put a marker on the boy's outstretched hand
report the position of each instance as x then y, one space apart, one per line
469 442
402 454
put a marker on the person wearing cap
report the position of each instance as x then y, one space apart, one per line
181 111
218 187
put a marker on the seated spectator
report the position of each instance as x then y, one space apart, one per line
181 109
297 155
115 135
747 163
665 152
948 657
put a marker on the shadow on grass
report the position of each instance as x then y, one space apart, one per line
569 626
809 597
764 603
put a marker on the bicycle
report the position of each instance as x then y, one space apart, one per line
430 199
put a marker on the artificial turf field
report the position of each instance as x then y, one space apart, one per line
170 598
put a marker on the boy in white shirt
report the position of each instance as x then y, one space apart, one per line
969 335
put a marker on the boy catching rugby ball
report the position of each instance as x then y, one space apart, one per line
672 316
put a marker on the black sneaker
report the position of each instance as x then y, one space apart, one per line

----------

Aim — Lay out the portion of the records that opens with the line containing "put a marker on the boy catching rugby ball" and runs through the end of the records as a Markdown table. Use the columns Row and Line, number each line, and omit any blank lines.

Exercise result —
| Row | Line |
|---|---|
| 1 | put a marker on the boy catching rugby ball |
| 2 | report the position of each instance as x then y, one space apart, one per line |
| 3 | 672 316 |
| 4 | put a marker on the black sneaker |
| 5 | report the position of each instance as x then y, one space apart, one per line |